— START OF Passage provided —

Thom: Yes, as you say, Moore modifies the continuities of the fictions he incorporates. However, in the Dr. No case, he’s denying that the events in Fleming’s novel actually happened–that it was fabricated in o
rder to provide an alibi for Bond. I just found that to be an interesting-but-odd decision–particularly in light of the 1984 material that you brought up.
Like you, I appreciated the post-1984 setting of the story in which we discover the identity of Big Brother (he’s Harry Wharton, a character from a series of children’s novels written by Charles Hamilton under the pseudonym of “Frank Richards”).
However, I have two minor complaints about the 1984 connections. First, while Orwell was commenting on post-World War II England, his novel was actually supposed to be set in the year1984. Thus, there is a dreaded “continuity problem” regarding how Ingsoc came to be overthrown by 1957 in Moore’s League universe.
In Orwell’s novel, the protagonist, Winston Smith, says that he was born near the end of World War II. He thinks it was 1945. It’s obvious that Winston Smith isn’t 13 years old in 1984. Additionally, Julia, Winston’s girlfriend in the novel, claims to have been born in 1958–making her 26 in Orwell’s novel, but she would be either a foetus or a newborn infant in Moore’s League.

— END OF Passage provided —

*Parts of the exercise*:
[1] Repeat the part of the passage on Moore's League and Orwell's 1984 from "However, I have" up to and including "in Moore’s League.", word for word.
[2] Write the next part of the passage on Moore's League and Orwell's 1984, picking up right after its last sentence.
The entries that come next aren't needed for anything here.

— START OF Given entries —

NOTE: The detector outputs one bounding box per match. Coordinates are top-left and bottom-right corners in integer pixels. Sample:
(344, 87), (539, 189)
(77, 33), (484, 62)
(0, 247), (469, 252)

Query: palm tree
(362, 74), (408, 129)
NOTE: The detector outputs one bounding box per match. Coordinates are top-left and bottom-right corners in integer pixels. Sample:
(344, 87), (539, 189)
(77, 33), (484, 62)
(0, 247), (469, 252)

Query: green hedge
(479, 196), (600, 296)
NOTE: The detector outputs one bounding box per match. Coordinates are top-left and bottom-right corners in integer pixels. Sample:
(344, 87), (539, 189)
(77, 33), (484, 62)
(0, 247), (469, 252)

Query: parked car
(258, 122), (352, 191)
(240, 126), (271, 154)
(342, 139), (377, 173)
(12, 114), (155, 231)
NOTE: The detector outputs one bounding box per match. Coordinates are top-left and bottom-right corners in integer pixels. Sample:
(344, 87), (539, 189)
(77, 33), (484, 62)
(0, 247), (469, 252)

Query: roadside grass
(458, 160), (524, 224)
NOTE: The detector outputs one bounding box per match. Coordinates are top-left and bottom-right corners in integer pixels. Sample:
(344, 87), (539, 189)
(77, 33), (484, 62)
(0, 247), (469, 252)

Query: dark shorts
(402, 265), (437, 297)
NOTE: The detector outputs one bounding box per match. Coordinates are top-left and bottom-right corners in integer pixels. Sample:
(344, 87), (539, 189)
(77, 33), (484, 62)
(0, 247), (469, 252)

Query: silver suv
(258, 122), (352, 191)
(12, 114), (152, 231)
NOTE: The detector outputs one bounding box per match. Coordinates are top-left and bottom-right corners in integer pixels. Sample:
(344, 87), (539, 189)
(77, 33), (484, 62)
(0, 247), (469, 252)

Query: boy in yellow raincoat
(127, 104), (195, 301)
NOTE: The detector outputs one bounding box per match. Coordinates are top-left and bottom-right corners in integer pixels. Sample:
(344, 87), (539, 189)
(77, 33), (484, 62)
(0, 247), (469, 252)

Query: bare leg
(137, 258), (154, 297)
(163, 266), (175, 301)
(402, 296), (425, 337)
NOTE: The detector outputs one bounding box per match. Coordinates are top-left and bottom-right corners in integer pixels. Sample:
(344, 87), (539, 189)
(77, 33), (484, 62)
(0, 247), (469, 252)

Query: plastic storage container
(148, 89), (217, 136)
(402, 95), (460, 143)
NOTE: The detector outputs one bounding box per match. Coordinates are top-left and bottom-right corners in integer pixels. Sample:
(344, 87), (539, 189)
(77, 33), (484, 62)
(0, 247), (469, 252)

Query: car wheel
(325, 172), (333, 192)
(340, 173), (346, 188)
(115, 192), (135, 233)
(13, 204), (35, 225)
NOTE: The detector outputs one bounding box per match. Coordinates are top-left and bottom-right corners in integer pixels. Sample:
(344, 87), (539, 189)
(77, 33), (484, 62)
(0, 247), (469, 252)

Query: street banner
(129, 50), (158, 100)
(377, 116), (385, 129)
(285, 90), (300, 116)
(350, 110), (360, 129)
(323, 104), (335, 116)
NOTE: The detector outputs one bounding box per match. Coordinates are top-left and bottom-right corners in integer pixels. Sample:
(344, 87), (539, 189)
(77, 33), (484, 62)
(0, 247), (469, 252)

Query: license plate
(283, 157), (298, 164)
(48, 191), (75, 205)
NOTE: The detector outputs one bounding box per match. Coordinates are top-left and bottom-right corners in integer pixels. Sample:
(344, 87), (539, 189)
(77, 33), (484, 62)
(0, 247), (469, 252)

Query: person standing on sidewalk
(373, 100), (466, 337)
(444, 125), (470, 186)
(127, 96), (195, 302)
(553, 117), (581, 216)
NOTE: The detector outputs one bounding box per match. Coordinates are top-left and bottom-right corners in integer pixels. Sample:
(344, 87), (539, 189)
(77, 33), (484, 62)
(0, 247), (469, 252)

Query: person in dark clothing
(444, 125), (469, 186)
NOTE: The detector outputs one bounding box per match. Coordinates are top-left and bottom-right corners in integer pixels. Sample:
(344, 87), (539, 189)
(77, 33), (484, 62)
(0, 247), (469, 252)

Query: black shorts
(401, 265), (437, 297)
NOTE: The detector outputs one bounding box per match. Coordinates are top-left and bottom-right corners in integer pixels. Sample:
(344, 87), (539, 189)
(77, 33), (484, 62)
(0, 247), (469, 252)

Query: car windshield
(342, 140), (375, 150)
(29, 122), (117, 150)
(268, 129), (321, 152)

— END OF Given entries —

*Responses to the exercise*:
[1]
However, I have two minor complaints about the 1984 connections. First, while Orwell was commenting on post-World War II England, his novel was actually supposed to be set in the year1984. Thus, there is a dreaded “continuity problem” regarding how Ingsoc came to be overthrown by 1957 in Moore’s League universe.
In Orwell’s novel, the protagonist, Winston Smith, says that he was born near the end of World War II. He thinks it was 1945. It’s obvious that Winston Smith isn’t 13 years old in 1984. Additionally, Julia, Winston’s girlfriend in the novel, claims to have been born in 1958–making her 26 in Orwell’s novel, but she would be either a foetus or a newborn infant in Moore’s League.

[2]
The even bigger problem is with Gerry O’Brien, who is the face of the Inner Party in Orwell’s novel, and a major figure in the dossier in Moore’s League. Moore didn’t use Winston or Julia in his story, but almost every item in the dossier has a note from O’Brien attached to it–which clearly makes this character the same as the O’Brien in Orwell’s novel, but existing nearly 30 years earlier than he should (at least with this social standing and political power).
This, then, is a big problem that I have with Moore’s claim that every work of fiction that has ever been written (or will ever be written) takes place in the League’s universe (not multiverse, but universe). Obviously, there are works of fiction that work in their own universes but that will contradict each other and create “continuity problems” when incorporated together into a shared universe.
To square this continuity problem between Orwell’s 1984 and Fleming’s Bond novels, Moore seems to have the events in 1984 occur in 1954 (and with an unexplained fall of the Ingsoc government in 1957). He also seems to use Fleming’s characters but then claim that Fleming’s stories were just “cover stories” for the characters that didn’t happen.
For instance, the Dr. No case was a fiction created by the CIA operative F. Gordon Leiter (apparently a “portmanteau” character based on Fleming’s Felix Leiter and the real life G. Gordon Liddy, who was a rookie FBI agent in 1958).
Of course, I’m just being a “fanboy” in this regard–worrying about continuity. However, this problem occurred to me when I realized that Moore wanted Orwell’s 1984 and Ian Fleming’s Bond series to exist in the same universe. They obviously can’t unless you do what Moore did–alter the continuities of the fictions that he’s incorporating into his own work.
Dave: I think this is a very important point to address, and one that I’ve considered ever since I heard Moore claim that the universe of the League would incorporate every other work of fiction ever created. Obviously, there are going to be numerous massive contradictions.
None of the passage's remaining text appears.